>> START Passage shown

The New Annual Gold Report from Incrementum is Here

We are happy to report that the new In Gold We Trust Report for 2019 has been released today (the download link can be found at the end of this post). Ronnie Stoeferle and Mark Valek of Incrementum and numerous guest authors once again bring you what has become the reference work for anyone interested in the gold market.

 

Gold in the Age of Eroding Trust

 

A chart from the introduction to the 2019 IGWT report: trust in governments is eroding all over the world from what were already extremely low levels. The same applies to the realms of the media and science. Many people are (rightly, we believe) concerned that these once well-respected spheres can no longer be trusted to be neutral. In many cases they have become extremely politicized and are pushing agendas that are opposed by a growing number of people.

 

This year’s report is entitled “Gold in the Age of Eroding Trust” and has been published in German, English and for the first time in Mandarin as well. The extended English version of the report is quite voluminous this year – it has 325 pages. Trust in once well-respected institutions (see chart above) is increasingly eroding. Eventually this erosion of trust is likely to engulf the global monetary order and gold is without a doubt one of the most reliable hedges against such a development.

As always, the report not only contains a wealth of interesting analysis, it is also an extremely useful reference work that can be consulted whenever one needs a statistic or a historical chart relevant to the gold market. To our knowledge it is the most comprehensive  collection of valuable gold-related data that exists.

All aspects of the gold market are discussed, from the political and economic backdrop to technical and sentiment conditions. There are even forays into the realm of philosophy (particularly interesting in this context is the chapter “Acceleration and the Monetary Order”, see the Table of Contents further below).

We are currently at a very interesting juncture – up until now, the so-called “Everything Bubble” (which we also like to refer to as the “Great Bernanke Echo Bubble”, or GBEB for short, naming it after its creator) has proved remarkably resilient. That could be about to change.

 

A giant asset bubble waiting for a pin…

 

The fact that the Fed has tightened its monetary policy  – even though it remains highly accommodative compared to the past – may well be what it takes to stop the enormous asset price inflation of recent years dead in its tracks. Year-on-year growth in the US broad true money supply TMS-2 has recently declined to a new 12-year low of 2%, which is well below the level we believe is needed to keep asset price inflation going without a hitch.

>> END Passage shown
>> START Recorded data

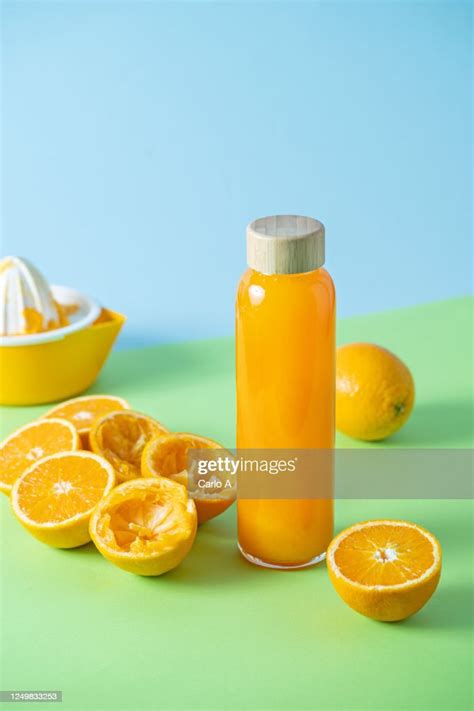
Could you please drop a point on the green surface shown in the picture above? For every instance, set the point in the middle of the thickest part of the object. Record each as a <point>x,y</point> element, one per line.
<point>218,633</point>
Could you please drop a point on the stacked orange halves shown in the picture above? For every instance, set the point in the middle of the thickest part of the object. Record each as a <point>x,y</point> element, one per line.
<point>129,494</point>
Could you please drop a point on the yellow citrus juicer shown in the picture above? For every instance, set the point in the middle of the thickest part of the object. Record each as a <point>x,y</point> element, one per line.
<point>54,340</point>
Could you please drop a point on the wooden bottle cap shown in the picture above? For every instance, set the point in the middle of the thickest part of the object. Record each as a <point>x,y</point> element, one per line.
<point>285,244</point>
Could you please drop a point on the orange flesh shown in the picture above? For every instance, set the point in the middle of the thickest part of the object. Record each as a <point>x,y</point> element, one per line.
<point>59,489</point>
<point>285,399</point>
<point>122,440</point>
<point>34,319</point>
<point>384,555</point>
<point>171,457</point>
<point>30,445</point>
<point>150,522</point>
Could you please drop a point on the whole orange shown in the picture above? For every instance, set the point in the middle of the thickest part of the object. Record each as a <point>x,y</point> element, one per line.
<point>375,391</point>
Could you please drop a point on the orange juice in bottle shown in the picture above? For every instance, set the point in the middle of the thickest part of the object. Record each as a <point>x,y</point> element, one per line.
<point>285,363</point>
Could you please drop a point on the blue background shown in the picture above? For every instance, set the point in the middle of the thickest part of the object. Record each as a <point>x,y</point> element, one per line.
<point>140,138</point>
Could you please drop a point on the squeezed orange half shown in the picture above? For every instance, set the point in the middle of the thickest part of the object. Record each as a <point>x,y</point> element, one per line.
<point>285,330</point>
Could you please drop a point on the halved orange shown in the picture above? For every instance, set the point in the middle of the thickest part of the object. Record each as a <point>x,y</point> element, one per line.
<point>121,437</point>
<point>168,456</point>
<point>54,498</point>
<point>386,570</point>
<point>32,442</point>
<point>82,411</point>
<point>145,526</point>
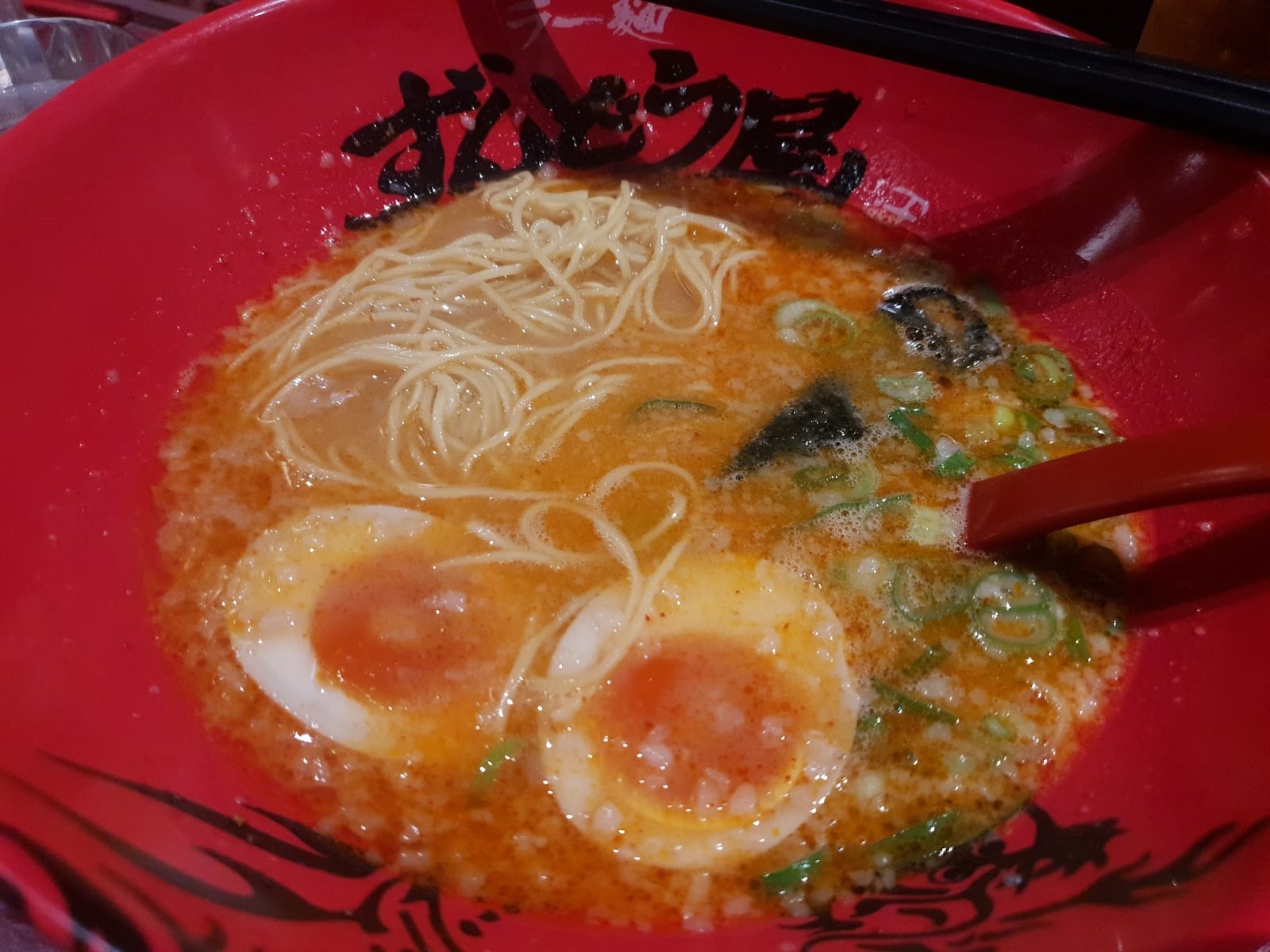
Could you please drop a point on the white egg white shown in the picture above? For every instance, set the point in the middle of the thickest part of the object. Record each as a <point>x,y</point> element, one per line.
<point>727,603</point>
<point>270,608</point>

>> END Recorded data

### Complete the following
#1 Answer these questions from the post about the gold report:
(a) How many pages does the extended English version of the report have?
(b) What is this year's report entitled?
(c) To what level has year-on-year growth in the US broad true money supply TMS-2 recently declined?
#2 In which languages does the post about the gold report say this year's report has been published? List them all.
#3 Can you reproduce the passage from the post about the gold report that begins at the words "This year’s report" and stops after "such a development."?
The material is separate from the post about the gold report.

### Expected results
#1
(a) 325 pages.
(b) "Gold in the Age of Eroding Trust"
(c) A new 12-year low of 2%.

#2 German, English, Mandarin

#3
This year’s report is entitled “Gold in the Age of Eroding Trust” and has been published in German, English and for the first time in Mandarin as well. The extended English version of the report is quite voluminous this year – it has 325 pages. Trust in once well-respected institutions (see chart above) is increasingly eroding. Eventually this erosion of trust is likely to engulf the global monetary order and gold is without a doubt one of the most reliable hedges against such a development.